━━━ Data to use
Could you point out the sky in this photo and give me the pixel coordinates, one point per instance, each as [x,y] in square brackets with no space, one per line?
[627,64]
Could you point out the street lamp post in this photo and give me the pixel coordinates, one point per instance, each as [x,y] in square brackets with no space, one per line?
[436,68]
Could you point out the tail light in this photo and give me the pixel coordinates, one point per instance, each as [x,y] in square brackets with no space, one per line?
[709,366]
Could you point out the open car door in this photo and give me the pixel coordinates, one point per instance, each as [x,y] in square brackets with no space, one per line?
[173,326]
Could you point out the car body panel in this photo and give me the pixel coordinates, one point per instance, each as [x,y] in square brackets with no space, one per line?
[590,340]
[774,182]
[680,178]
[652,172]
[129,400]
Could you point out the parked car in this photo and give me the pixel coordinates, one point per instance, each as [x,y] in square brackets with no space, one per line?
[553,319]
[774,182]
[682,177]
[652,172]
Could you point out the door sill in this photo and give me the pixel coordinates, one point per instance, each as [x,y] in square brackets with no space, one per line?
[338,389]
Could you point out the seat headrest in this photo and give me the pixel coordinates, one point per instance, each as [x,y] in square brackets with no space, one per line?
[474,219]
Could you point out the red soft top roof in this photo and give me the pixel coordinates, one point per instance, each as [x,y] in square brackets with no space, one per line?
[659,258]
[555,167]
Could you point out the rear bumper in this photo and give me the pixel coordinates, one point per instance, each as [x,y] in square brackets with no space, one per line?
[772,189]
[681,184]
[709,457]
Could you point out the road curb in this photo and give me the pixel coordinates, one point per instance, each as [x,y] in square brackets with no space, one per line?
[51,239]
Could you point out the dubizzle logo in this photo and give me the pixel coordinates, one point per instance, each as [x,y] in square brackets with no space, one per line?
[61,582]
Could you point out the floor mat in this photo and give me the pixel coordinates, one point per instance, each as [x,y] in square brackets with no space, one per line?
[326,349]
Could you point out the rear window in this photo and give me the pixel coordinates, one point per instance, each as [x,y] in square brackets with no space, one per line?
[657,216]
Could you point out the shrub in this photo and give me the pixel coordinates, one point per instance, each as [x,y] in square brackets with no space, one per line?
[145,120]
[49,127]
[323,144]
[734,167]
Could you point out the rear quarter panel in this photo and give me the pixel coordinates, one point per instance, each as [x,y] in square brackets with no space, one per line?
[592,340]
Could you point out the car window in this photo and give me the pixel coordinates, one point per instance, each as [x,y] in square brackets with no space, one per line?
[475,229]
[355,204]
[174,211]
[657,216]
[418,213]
━━━━━━
Repeat every entry exactly, please.

▶ **Correct response**
Could you point out the sky in this photo and give me the pixel coordinates, one point per instance, each as [x,y] in square brackets with no space, one per line?
[627,64]
Could you point out the street lamp post in this photo and give me the pixel coordinates, one point per instance, each as [x,y] in square brackets with no space, one per line?
[436,68]
Could you point out the tail light in this photo and give me the pixel coordinates, one point per instance, each as [x,y] in square brackets with no space, one per line?
[709,366]
Could you point out the open car door in this photo and give me the pixel coordinates, one point per instance, each as [x,y] in square brackets with no space, one per line?
[173,326]
Could you point out the car body panel in this photo and give me the pixel coordinates, one point per instance, each as [x,y] in square brackets with no space, one per line?
[590,340]
[774,182]
[680,178]
[652,172]
[129,400]
Could you point out the parked car in this photo and give me the pixel coordinates, one point per instance, each as [x,y] in square brackets with no space, one per line?
[553,319]
[774,182]
[682,177]
[652,172]
Could you point out the door sill in this photo and give me the pixel coordinates, one point per instance, each as [x,y] in square brackets with no space, one per line?
[338,389]
Could you point out the seat headrest in this photo and give me the pixel coordinates, one point per instance, each as [x,y] in square brackets with no space, one per line?
[474,219]
Could you point out the red soft top roof in this photo and give me the pixel coordinates, one point per instance, each as [x,y] in square brackets with no space, one per line?
[659,258]
[555,167]
Could you point out the rear bumper in this photo and give me the pixel coordinates, one point per instance, each as [x,y] in square brackets with no space, one per line?
[772,189]
[681,184]
[709,457]
Could you point out the road curb in this photo and give me the pixel coordinates, one point per instance, each as [x,y] in square brackets with no space, one per line?
[51,239]
Could you point out the dubizzle logo in this photo and give me the pixel coordinates, one point per instance, each as [x,y] in square brackets with no space, one per line?
[61,582]
Could you point out the floor mat in this photo and give me the pixel coordinates, one point per instance, each as [x,y] in square brackets with no space, one per line?
[326,349]
Could you point out the rear window in this photo and give me the pixel coordinates, one point per instance, each as [x,y] in square brackets with no space, one per line?
[657,216]
Could you point out the shrub in this photo and give me the pixel coordinates, one point per instance, each as [x,y] in square brackets with no space, one per line?
[145,120]
[49,127]
[323,144]
[734,167]
Could you point out the rear quarter panel in this photo and give me the pixel coordinates, one point per instance, each as [x,y] in square brackets with no space, one per line?
[592,340]
Could you point out the car window in this photo and give me the pixel coordinates, one point per instance, each as [x,y] in square brackets with no space, one per line?
[475,229]
[355,204]
[174,211]
[657,216]
[418,213]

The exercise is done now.